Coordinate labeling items
========
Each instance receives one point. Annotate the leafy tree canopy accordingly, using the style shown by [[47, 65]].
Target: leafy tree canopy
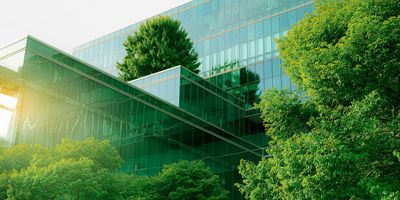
[[342, 140], [87, 170], [160, 43]]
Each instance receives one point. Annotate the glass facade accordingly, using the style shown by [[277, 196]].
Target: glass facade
[[47, 95], [234, 39], [59, 96]]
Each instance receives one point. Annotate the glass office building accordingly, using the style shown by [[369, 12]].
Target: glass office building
[[172, 115], [47, 95], [234, 39]]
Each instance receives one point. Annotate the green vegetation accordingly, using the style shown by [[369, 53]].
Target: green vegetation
[[182, 180], [342, 140], [87, 170], [159, 44]]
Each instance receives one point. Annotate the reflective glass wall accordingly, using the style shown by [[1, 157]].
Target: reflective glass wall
[[229, 35], [61, 97]]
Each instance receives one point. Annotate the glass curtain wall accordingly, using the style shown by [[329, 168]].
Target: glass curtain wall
[[235, 40], [60, 97]]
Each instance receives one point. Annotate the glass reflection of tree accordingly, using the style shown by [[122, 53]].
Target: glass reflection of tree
[[242, 83]]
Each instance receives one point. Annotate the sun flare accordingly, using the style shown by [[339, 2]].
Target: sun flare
[[7, 107]]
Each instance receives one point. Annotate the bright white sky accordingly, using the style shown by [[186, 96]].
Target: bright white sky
[[69, 23]]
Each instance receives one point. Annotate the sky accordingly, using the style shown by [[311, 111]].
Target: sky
[[66, 24]]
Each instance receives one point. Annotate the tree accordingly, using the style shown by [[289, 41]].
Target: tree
[[342, 140], [70, 170], [160, 43], [181, 180], [189, 180], [64, 179]]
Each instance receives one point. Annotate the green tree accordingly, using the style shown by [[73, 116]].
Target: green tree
[[181, 180], [342, 140], [64, 179], [70, 170], [160, 43], [189, 180]]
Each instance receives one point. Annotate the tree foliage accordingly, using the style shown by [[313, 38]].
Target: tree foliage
[[342, 140], [180, 181], [87, 170], [160, 43]]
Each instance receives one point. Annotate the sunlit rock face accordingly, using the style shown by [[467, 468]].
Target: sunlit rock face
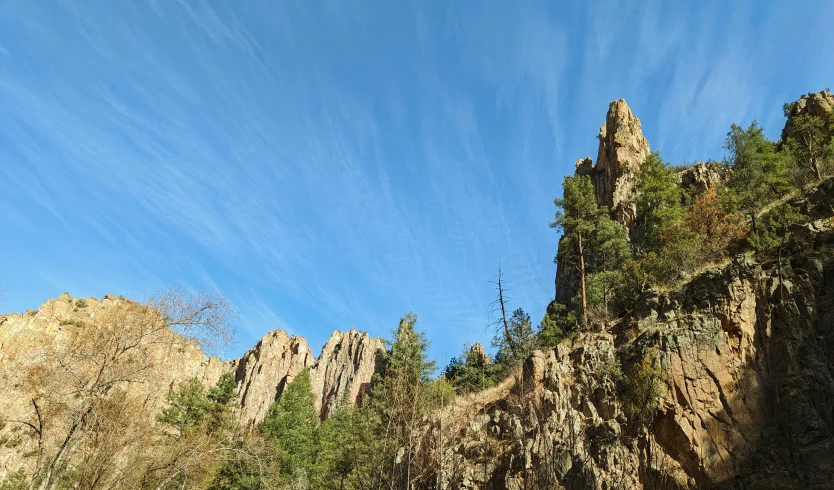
[[346, 365], [622, 150], [819, 104]]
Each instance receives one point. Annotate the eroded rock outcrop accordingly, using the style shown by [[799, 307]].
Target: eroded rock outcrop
[[747, 356], [622, 149], [703, 176], [819, 104], [346, 364]]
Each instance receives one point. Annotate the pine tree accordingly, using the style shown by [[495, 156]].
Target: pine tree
[[400, 398], [471, 372], [759, 173], [592, 242], [339, 442], [291, 422]]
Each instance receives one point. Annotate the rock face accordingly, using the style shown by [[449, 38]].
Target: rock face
[[819, 104], [264, 371], [622, 149], [746, 356], [346, 364]]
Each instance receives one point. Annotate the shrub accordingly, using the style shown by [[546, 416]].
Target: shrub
[[642, 391]]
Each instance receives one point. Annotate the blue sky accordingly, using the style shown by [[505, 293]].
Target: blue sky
[[333, 165]]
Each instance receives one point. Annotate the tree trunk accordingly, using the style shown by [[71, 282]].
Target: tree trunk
[[582, 283]]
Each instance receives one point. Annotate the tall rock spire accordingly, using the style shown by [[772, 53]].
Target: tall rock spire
[[622, 149]]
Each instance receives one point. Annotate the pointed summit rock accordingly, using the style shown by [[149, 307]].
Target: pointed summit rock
[[622, 149], [819, 104]]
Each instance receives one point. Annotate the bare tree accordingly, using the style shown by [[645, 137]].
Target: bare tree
[[499, 306], [87, 415]]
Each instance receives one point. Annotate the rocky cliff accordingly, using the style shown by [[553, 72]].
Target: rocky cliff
[[744, 356], [622, 149], [819, 104], [345, 365]]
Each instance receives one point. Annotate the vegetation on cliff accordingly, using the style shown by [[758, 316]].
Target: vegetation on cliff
[[574, 402]]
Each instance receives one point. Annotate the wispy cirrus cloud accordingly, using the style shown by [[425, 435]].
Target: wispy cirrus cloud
[[333, 165]]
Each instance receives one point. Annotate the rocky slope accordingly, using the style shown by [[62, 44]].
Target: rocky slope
[[746, 356], [346, 363]]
========
*Requirement*. Arrange all of the items above as a numbered list, leaving out blank lines. Omit the pictures from your answer.

*Output of the task*.
1. Each instance receives one point. Annotate the leafy tree canopy accordingly, using the style shown by [[47, 65]].
2. Target: leafy tree canopy
3. [[342, 140], [87, 170], [160, 43]]
4. Each instance receives one point. Annotate the glass facade accordingly, using the style shown by [[277, 196]].
5. Target: glass facade
6. [[47, 95], [234, 39], [59, 96]]
7. Each instance receives one point. Annotate the glass office building accordingly, using the style shown by [[369, 12]].
8. Target: glass office building
9. [[172, 115], [47, 95], [234, 39]]
10. Each instance receives one point. Annotate the green vegetation accordingly, using the style shown by [[369, 53]].
11. Target: green vegetation
12. [[182, 180], [342, 140], [87, 170], [159, 44]]
13. Each instance receives one point. Annotate the reflective glass wall accordingly, using the style shown by [[1, 157]].
14. Target: reflective glass wall
15. [[229, 35], [61, 97]]
16. Each instance receives one point. Annotate the glass curtain wall accordingly, using the style shown by [[329, 168]].
17. Target: glass curtain wall
18. [[235, 40], [60, 97]]
19. Each instance receives one point. Annotate the glass reflection of tree accordingly, using the style shown by [[122, 53]].
20. Target: glass reflection of tree
21. [[242, 83]]
22. Each instance receives one point. Annotate the sun flare accordingly, using the style shown by [[339, 2]].
23. Target: sun flare
24. [[7, 107]]
25. Each instance receives one point. Annotate the bright white sky accordingly, using the style shown by [[186, 96]].
26. Target: bright white sky
27. [[69, 23]]
28. Each instance receives one point. Annotate the sky accordingly, using the style shown by [[311, 111]].
29. Target: sky
30. [[66, 24]]
31. Each instance receives one point. Annotate the tree accordingly, using the style shown by [[289, 41]].
32. Target: tree
33. [[342, 140], [70, 170], [160, 43], [181, 180], [189, 180], [64, 179]]
34. Each instance receives one point. Annotate the green tree accordingly, using the style shown by [[73, 116]].
35. Target: green tree
36. [[181, 180], [342, 140], [64, 179], [70, 170], [160, 43], [189, 180]]
37. Each instance receives one point. Annotate the tree foliage accordingly, using the style shown by [[313, 38]].
38. Target: tree foliage
39. [[342, 140], [180, 181], [87, 170], [160, 43]]
40. Each instance receives one point. Annotate the sunlit rock face accordingly, using the style shown by [[467, 468]].
41. Target: sunlit rock face
42. [[346, 365], [622, 150], [819, 104]]
43. Each instance receives one point. Annotate the eroded rock outcrop accordingly, using the style shown by [[799, 307]].
44. Target: eroded rock outcrop
45. [[747, 356], [622, 149], [703, 176], [819, 104], [346, 364]]
46. Each instance receives one point. Annotate the pine tree accordingly, using the style shown by [[495, 156]].
47. Target: pine tree
48. [[400, 398], [471, 372], [759, 173], [592, 242], [339, 442], [291, 422]]
49. Each instance receives one point. Annotate the rock face accordingly, using the style shown by [[449, 38]].
50. Target: rock face
51. [[819, 104], [264, 371], [622, 149], [746, 356], [346, 364]]
52. Each instance receives one point. Annotate the shrub accordingly, using the style shown by [[546, 416]].
53. Target: shrub
54. [[642, 391]]
55. Each instance receives one point. Annotate the blue sky accordingly, using the style shown by [[505, 293]].
56. Target: blue sky
57. [[333, 165]]
58. Each instance receives one point. Annotate the tree trunk accordingly, using the style shown by [[71, 282]].
59. Target: tree trunk
60. [[582, 283]]
61. Each instance receives one point. Annotate the tall rock spire accordingly, using the style shown by [[772, 53]].
62. Target: tall rock spire
63. [[622, 149]]
64. Each instance receives one point. Annotate the pointed summit rock accordingly, using the style shown by [[149, 307]].
65. Target: pointed summit rock
66. [[622, 149], [819, 104]]
67. Each instance receives one point. Annotate the bare tree accordingly, using the style shown by [[645, 137]].
68. Target: bare tree
69. [[499, 306], [87, 415]]
70. Each instance receives one point. Annotate the rocky cliff accordingly, using the style shown by [[553, 72]].
71. Target: rocky cliff
72. [[744, 356], [622, 149], [819, 104], [345, 365]]
73. Each instance receives one point. Annotate the vegetation on cliff accordingly, using the style shown by [[758, 316]].
74. Target: vegetation on cliff
75. [[574, 402]]
76. Each instance receives one point. Annotate the wispy cirrus cloud accordingly, using the style shown by [[425, 435]].
77. Target: wispy cirrus cloud
78. [[333, 165]]
79. Each instance receives one point. Annotate the rocky slope accordingly, using the style shown by [[62, 44]].
80. Target: rocky slope
81. [[746, 356], [346, 363]]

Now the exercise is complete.